> _GIVEN INFORMATION_
====

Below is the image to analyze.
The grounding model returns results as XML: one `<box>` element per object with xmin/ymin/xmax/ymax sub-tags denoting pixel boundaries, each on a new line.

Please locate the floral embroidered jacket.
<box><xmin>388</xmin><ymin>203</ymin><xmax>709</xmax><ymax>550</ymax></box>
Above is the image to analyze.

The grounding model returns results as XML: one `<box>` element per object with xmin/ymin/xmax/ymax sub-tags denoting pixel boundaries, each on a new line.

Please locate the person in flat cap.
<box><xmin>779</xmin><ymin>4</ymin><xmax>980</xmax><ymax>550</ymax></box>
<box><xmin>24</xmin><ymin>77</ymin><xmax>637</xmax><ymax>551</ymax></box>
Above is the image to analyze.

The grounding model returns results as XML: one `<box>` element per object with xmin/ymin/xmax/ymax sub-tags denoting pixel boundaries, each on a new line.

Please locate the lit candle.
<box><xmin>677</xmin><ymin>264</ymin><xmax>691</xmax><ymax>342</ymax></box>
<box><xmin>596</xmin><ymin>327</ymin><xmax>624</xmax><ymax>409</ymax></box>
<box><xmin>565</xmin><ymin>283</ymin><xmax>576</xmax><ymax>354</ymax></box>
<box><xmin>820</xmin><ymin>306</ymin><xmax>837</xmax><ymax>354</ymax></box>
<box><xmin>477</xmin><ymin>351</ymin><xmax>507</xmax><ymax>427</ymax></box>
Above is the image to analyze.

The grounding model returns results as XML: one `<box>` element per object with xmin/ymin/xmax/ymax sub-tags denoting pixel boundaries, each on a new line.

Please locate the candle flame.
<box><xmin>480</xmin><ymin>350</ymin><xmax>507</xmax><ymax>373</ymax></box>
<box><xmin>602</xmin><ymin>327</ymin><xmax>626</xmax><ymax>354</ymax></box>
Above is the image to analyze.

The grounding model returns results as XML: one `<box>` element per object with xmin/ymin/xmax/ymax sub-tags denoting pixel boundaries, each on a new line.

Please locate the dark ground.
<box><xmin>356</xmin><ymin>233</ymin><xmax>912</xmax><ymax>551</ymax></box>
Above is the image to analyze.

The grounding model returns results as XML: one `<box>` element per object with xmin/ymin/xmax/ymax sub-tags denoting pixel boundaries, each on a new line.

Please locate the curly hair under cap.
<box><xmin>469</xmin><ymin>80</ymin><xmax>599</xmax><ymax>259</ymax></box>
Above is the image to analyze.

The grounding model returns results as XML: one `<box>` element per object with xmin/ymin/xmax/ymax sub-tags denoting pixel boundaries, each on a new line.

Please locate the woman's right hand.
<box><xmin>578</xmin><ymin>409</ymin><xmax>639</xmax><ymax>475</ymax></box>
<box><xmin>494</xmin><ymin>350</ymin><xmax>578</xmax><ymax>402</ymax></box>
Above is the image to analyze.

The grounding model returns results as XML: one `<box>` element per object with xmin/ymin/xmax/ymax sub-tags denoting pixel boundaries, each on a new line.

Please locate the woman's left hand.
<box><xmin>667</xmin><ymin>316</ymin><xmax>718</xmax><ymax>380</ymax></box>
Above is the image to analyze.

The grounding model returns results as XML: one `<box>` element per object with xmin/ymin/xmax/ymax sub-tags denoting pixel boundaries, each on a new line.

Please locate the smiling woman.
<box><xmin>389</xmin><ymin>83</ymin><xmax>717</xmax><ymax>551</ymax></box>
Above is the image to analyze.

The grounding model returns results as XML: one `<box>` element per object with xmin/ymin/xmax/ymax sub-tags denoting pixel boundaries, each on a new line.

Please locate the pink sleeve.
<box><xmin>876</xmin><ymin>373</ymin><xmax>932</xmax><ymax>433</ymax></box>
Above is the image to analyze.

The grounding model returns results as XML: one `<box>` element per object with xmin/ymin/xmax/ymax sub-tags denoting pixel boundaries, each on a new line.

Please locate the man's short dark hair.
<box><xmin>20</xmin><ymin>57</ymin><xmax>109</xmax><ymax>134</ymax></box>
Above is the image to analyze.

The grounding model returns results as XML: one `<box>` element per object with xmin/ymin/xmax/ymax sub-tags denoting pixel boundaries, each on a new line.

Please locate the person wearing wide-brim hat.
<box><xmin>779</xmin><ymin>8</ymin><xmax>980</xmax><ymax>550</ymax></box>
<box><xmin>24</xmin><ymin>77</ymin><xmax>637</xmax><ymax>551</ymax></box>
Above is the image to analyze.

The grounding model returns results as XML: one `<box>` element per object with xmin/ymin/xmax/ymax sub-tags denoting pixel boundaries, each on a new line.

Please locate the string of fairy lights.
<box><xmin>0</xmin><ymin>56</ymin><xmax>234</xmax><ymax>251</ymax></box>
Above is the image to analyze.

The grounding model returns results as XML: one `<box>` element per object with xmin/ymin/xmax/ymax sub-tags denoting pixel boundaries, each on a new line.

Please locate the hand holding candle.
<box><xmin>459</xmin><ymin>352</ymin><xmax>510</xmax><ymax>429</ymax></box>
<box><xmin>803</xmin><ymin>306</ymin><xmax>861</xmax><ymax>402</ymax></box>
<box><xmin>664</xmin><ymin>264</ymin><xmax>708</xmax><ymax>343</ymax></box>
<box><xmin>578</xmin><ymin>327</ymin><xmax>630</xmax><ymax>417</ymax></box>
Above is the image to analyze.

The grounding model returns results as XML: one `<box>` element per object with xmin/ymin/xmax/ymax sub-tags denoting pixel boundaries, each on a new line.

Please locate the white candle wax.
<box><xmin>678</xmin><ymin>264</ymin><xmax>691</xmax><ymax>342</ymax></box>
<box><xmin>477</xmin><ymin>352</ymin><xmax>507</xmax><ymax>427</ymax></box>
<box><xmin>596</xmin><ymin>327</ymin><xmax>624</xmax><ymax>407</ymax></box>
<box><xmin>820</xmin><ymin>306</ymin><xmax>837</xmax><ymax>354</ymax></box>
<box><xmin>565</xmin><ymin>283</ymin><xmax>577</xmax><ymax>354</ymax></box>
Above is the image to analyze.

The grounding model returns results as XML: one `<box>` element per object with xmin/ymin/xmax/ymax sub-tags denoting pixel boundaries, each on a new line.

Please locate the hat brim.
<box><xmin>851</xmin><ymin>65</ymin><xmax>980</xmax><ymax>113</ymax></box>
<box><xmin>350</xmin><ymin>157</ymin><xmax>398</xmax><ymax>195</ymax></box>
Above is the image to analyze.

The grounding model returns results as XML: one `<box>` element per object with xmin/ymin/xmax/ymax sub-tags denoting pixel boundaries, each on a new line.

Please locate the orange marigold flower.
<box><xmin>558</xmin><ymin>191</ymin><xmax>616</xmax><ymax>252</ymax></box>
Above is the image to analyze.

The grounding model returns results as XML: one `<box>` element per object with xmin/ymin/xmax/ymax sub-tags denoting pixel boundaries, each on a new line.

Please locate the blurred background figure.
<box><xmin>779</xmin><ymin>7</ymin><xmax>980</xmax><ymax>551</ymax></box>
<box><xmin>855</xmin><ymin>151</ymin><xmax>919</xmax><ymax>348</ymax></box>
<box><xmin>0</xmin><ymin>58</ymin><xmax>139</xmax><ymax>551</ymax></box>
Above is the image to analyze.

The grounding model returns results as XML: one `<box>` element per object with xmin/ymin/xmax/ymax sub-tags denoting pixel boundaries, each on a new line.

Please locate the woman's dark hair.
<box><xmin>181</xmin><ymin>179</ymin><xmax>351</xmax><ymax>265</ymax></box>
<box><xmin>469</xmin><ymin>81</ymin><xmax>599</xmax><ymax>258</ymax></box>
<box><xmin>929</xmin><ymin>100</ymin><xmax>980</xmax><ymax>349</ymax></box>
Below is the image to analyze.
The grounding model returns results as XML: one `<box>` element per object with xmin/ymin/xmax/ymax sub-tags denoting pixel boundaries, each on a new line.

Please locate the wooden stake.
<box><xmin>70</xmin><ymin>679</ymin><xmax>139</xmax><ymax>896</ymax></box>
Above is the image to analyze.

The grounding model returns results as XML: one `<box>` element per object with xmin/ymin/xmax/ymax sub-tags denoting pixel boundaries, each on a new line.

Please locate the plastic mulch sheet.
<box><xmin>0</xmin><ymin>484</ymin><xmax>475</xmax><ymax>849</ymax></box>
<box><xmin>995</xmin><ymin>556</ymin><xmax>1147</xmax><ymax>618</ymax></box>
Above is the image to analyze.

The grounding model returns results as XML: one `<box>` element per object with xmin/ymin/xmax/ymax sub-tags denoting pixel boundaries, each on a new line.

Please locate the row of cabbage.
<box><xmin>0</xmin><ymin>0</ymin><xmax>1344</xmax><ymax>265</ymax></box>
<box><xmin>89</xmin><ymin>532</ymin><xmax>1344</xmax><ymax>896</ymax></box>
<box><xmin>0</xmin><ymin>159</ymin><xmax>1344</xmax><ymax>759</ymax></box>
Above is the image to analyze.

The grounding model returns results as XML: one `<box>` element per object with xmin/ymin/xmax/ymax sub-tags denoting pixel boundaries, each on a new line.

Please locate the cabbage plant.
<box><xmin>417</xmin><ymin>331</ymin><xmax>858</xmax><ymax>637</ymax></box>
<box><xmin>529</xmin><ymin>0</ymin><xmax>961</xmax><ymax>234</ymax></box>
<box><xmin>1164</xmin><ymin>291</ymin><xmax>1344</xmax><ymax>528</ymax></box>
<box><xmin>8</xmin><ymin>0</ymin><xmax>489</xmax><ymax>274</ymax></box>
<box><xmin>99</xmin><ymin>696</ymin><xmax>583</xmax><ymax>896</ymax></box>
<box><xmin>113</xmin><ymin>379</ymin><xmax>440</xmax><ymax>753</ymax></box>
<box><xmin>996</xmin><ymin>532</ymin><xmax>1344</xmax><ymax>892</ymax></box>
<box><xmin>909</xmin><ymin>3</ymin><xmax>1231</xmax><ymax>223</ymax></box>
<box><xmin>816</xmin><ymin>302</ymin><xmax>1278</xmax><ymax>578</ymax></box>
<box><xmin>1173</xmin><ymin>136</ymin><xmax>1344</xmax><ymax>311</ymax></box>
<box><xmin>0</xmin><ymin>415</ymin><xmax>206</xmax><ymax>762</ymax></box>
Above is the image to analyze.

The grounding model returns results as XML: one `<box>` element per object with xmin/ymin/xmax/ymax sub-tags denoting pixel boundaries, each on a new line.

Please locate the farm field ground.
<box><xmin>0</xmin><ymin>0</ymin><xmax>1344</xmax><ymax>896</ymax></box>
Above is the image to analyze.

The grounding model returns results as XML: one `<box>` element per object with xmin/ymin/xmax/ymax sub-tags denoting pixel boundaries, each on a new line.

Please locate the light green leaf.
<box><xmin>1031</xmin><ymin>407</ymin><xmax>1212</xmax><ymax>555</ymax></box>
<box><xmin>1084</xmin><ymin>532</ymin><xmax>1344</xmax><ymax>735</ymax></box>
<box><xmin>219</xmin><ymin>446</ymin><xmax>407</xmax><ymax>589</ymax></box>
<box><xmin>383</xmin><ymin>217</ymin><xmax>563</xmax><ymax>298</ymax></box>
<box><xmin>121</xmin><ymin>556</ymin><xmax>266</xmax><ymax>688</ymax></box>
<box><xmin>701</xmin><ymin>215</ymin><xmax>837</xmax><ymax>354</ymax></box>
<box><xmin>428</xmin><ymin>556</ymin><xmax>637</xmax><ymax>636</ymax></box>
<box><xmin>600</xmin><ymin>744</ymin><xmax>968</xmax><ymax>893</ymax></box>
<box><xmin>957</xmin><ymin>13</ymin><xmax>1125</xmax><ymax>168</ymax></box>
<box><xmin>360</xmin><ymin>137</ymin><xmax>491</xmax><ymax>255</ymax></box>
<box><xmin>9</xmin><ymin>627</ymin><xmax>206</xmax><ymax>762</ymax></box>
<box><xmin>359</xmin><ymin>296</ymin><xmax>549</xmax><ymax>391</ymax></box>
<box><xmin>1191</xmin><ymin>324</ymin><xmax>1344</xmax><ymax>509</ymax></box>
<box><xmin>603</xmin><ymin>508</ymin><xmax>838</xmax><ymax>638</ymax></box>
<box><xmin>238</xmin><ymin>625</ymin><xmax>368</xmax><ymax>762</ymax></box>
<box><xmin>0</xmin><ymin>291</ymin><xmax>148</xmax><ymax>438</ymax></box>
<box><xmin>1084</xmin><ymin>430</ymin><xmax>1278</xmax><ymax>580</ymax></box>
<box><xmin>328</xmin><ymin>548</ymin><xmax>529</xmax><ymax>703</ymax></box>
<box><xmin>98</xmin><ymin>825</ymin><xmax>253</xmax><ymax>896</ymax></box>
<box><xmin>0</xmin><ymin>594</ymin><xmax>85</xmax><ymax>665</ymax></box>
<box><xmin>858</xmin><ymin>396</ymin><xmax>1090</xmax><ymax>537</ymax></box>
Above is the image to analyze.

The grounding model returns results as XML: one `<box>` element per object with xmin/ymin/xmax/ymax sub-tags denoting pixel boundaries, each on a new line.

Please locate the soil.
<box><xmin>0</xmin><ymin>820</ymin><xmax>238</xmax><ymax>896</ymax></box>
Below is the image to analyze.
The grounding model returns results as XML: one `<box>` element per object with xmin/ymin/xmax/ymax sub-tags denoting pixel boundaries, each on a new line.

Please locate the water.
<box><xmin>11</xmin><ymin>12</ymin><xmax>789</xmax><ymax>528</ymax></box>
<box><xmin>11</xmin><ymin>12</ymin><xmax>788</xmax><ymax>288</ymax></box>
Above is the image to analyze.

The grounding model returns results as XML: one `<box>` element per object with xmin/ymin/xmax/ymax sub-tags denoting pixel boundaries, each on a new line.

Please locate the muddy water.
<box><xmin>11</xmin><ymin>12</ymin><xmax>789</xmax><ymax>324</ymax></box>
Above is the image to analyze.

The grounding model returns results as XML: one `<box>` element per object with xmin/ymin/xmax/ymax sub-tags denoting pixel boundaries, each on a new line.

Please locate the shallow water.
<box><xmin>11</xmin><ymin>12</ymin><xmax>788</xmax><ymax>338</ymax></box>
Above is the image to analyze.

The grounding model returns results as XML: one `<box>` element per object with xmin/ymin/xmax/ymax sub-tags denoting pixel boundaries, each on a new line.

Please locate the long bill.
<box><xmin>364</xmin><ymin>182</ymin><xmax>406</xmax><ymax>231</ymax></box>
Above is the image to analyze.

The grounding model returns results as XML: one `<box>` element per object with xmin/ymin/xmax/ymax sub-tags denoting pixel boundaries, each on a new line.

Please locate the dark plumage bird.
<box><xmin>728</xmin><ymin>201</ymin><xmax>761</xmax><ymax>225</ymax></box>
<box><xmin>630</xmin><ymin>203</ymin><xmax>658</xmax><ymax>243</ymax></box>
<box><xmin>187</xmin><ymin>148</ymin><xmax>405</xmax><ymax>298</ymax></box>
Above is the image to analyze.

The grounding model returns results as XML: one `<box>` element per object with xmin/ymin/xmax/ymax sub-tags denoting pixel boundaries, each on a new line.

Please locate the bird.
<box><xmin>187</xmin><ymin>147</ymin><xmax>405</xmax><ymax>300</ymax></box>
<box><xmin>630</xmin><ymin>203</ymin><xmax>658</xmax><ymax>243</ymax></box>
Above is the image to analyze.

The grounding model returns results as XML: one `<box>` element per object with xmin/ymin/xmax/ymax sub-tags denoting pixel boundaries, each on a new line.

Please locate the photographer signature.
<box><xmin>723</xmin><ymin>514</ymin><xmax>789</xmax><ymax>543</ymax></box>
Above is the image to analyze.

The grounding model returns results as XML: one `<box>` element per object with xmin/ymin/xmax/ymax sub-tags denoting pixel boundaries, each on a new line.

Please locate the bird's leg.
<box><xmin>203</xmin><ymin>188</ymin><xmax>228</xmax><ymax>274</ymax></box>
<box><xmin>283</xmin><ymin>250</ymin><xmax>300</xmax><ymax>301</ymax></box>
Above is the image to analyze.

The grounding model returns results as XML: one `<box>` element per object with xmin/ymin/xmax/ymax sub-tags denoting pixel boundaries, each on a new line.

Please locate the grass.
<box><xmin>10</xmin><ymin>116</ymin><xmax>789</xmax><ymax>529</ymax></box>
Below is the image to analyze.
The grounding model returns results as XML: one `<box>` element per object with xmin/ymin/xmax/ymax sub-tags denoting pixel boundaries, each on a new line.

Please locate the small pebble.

====

Can you copy the data exactly, from its first line up to and including the line with "Please locate the floral embroidered jacket."?

> _FINAL ANSWER_
Below is the image to analyze.
The grounding model returns results as XML: one `<box>` element per object with xmin/ymin/xmax/ymax sub-tags denoting pixel boundaries, each on a new line.

Please locate the floral embroidered jacket.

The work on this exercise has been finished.